▸ SHORT TASK:
Pick up the essay on the rehabilitation of Richard Nixon after its final sentence and continue it.

All the President’s Apologists
Rehabilitating the president most synonymous with executive overreach and corruption paves the way for a return of Nixonian—and now Trumpist—power politics.
Caleb Brennan
If the Richard Nixon Foundation transfers your call, a haunting song chimes through the receiver. It’s the disgraced president’s 1972 reelection song, “More Than Ever,” the upbeat, School of Rock-esque fanfare that was once pumped into millions of televisions 52 years ago.
“More than ever we need Nixon now,” sings a choir as sturdy horns, snares and piano chords crescendo. But transmitted through a landline, the tune curdles into something more like a funeral dirge.
I was calling the guardians of Nixon’s endowment because I wanted to understand how a man once cast into the dustbin of history has come to experience a renaissance.
In recent years, the foundation has become active online, framing Tricky Dick not as a craven megalomaniac but a champion of the people, and — in tandem with popular conservative pundits and leaders — has sought to rewrite the story of Watergate as a kind of putsch via bureaucratic cabal. This account, once a marginal perspective expressed only by Nixon’s most ardent apologists, has in the last few years gone mainstream as his foundation embarked on a blitzkrieg of TikToks, social media posts and an upcoming film to build a new generation of neo-Nixonians.
But why Nixon now, more than ever? With the return of Donald Trump to 1600 Pennsylvania Avenue, the historical implications couldn’t be clearer. Rehabilitating the president most synonymous with executive overreach and corruption paves the way for a return of Nixonian — and now Trumpist — power politics. Casting doubt on Nixon’s tapestry of crimes paints his modern-day successor, and the MAGA movement’s contemporary version of right-wing populism, as being unfairly disparaged, just like Nixon and his Silent Majority.
From Vice President-elect JD Vance to right-wing education activist Christopher Rufo — who helped manufacture the 2021-2022 critical race theory hysteria — fashionable right-wingers have become enthusiastic participants in Nixon revisionism.
When he was running for Senate in 2021, Vance invoked Nixon’s reactionary sagacity while speaking at that year’s National Conservatism conference, declaring that the “wisdom” today’s conservatives need could be found in Nixon’s declaration that “The professors are the enemy.”

▸ DATASET CONTENT:
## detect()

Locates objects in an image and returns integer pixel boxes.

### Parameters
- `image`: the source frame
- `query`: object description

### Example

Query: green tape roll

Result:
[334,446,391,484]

▸ ANSWER BELOW:
In a 2023 video for the Manhattan Institute, the right-wing think tank where he works as a senior fellow, Rufo called on the Right to emulate the right-wing “counterrevolution” that Nixon had launched against enemies he cast as radical Marxists, elite apparatchiks and insubordinate college students. They should do so, Rufo explained, both by “mobiliz[ing] federal law enforcement against the left-wing radical organizations that engaged in political violence during the summer of George Floyd” (“What Nixon did to the Black Panther Party, the next president must do to the violent factions of our time”) and by embracing Nixon’s broader “call for a new American revolution,” by “lay[ing] siege to the institutions and reorient[ing] them according to their own values — whatever the odds.”
The foundation was also happy to host then-GOP presidential candidate Vivek Ramaswamy for a speech at their California headquarters in 2023, where Ramaswamy — now helping lead a new Trump initiative to lay off masses of federal workers — claimed Nixon was “misunderstood.”
“I think he is, by far and away, the most underappreciated president of our modern history in this country, probably in all of American history,” Ramaswamy said. “He was somebody who had a deep skepticism for the bureaucracy that sucks the lifeblood out of a constitutional republic.”
All three of these champions of illiberalism demonstrate how the contemporary Right wants to emulate Nixon’s aggressive, conniving style of politics — one that collapses the complicated economic and social interests of modern capitalism into a philosophical war between “the People” and the “Elites.”
Then there’s the increasing popularity of Watergate revisionism, as the claim that Nixon’s campaign of political spying and cover-ups was actually a coup concocted by his enemies has become a common refrain on today’s Right. Take an April interview between the Right’s most articulate huckster, former Fox News host Tucker Carlson, and the internet’s most credulous man, podcaster Joe Rogan. At one point during their three-hour conversation last spring, Carlson charged that the scandal was actually a coordinated operation by the FBI, CIA and Washington Post journalist Bob Woodward.
“Okay, so that’s a deep-state coup,” Carlson declared to the largest listenership in podcasting. “How [else] would you describe that? If that happened in Guatemala, what would you say?”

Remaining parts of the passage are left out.